Exercise description = Can you carry on the crossword blog post about Lynn Lempel's Monday, April 4, 2011 puzzle, picking up right after its final sentence?

Passage shown =
Mass exodus of expertise / MON 4-4-11 / Gaelic spirit whose wailing portends death / Trophy for great college gridder / Scented bag in drawer

Monday, April 4, 2011

Constructor: Lynn Lempel

Relative difficulty: Medium


THEME: Body rhymes — rhyming two-word phrases where first word is a part of the body

Word of the Day: BANSHEE (25D: Gaelic spirit whose wailing portends death) —

The Banshee, from the Irish bean sídhe [bʲæn ˈʃiː] ("woman of the síde" or "woman of the fairy mounds"), is a feminine spirit in Irish mythology, usually seen as an omen of death and a messenger from the Otherworld. (wikipedia)

Extracted data =
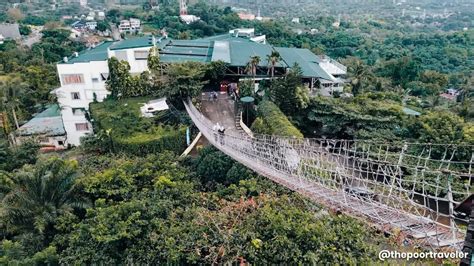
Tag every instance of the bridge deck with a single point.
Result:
(418, 229)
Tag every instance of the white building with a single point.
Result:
(46, 128)
(129, 26)
(91, 25)
(83, 76)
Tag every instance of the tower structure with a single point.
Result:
(183, 8)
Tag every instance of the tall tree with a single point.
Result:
(118, 76)
(252, 66)
(39, 195)
(10, 92)
(273, 59)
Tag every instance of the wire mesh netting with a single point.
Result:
(410, 186)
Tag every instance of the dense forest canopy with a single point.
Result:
(125, 197)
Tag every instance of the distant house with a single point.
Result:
(83, 76)
(246, 16)
(451, 94)
(84, 26)
(91, 25)
(45, 128)
(130, 26)
(10, 31)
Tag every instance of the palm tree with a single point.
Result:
(39, 195)
(9, 94)
(252, 66)
(273, 59)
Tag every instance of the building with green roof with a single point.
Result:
(83, 76)
(46, 128)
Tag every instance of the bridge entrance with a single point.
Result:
(360, 178)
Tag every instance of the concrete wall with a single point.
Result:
(136, 66)
(46, 141)
(86, 90)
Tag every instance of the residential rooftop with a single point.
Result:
(236, 51)
(48, 122)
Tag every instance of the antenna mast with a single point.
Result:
(183, 7)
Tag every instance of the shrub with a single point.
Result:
(270, 120)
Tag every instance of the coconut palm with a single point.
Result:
(252, 66)
(273, 59)
(39, 195)
(10, 91)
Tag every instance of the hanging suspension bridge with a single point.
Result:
(410, 188)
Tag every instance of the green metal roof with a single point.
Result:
(48, 122)
(241, 52)
(305, 59)
(145, 41)
(233, 50)
(99, 53)
(182, 51)
(409, 111)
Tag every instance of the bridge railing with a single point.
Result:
(377, 171)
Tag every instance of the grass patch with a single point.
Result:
(131, 133)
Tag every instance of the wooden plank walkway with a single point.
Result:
(418, 229)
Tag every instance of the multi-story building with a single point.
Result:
(130, 26)
(83, 76)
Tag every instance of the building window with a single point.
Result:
(75, 96)
(141, 55)
(78, 111)
(72, 79)
(104, 76)
(121, 55)
(82, 127)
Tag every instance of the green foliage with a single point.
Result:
(13, 253)
(214, 166)
(122, 84)
(354, 117)
(25, 30)
(123, 129)
(271, 121)
(185, 80)
(39, 194)
(55, 45)
(288, 93)
(153, 60)
(14, 158)
(441, 127)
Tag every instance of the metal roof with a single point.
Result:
(409, 111)
(48, 122)
(221, 52)
(308, 62)
(99, 53)
(145, 41)
(10, 31)
(241, 52)
(233, 50)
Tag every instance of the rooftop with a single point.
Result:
(99, 53)
(10, 31)
(236, 51)
(48, 122)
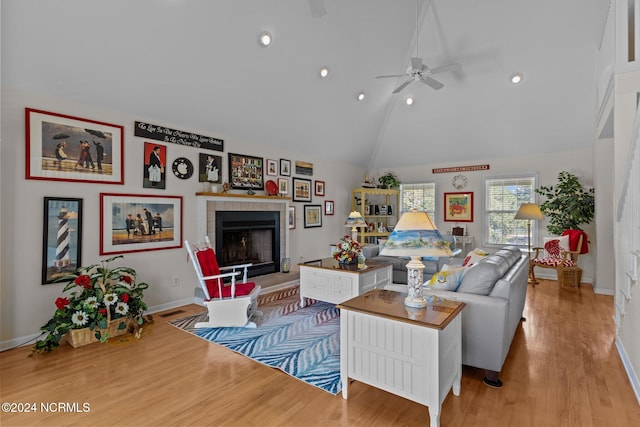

Task response =
• • •

Simple, sprightly theme with really exceptional fill (for a Monday). Big corners, with lots of interesting words, and still Monday-easy. Still don't have this speed-solving-on-paper thing down yet, but I was definitely better than last week. Speed bumps for included EARLIER for EARLY ON (2D: Toward the beginning) and a complete inability to come up with SOUR (15A: Like unripe apples). S- ... SO- ... SOFT? Unh! (it's SOUR). Crosses sorted things out (and amazing crosses they are up there—CONFABS (11D: Chatty discussions) /CUTICLE/TRINKET form a fantastic trifecta). Stupidly wrote a "D" at the end of "NER-" before I looked at the clue (18D: Tyrannical Roman emperor=>NERO). I wonder if the pattern in which you solve makes a difference in terms of speed. I went mostly clockwise from NW back around to SW, and that last part had me approaching lots of Acrosses backwards, from the back end, which doesn't feel like the optimal way to pick up a word. Eh, maybe it doesn't matter.

Theme answers:
  • 17A: Mass exodus of expertise (BRAIN DRAIN)
  • 25A: Hiker's carryall (BACKPACK)
  • 37A: Upside-down maneuver (HANDSTAND)
  • 53A: Salon work (HAIR CARE)
  • 63A: Recommended by cardiologists (HEART SMART)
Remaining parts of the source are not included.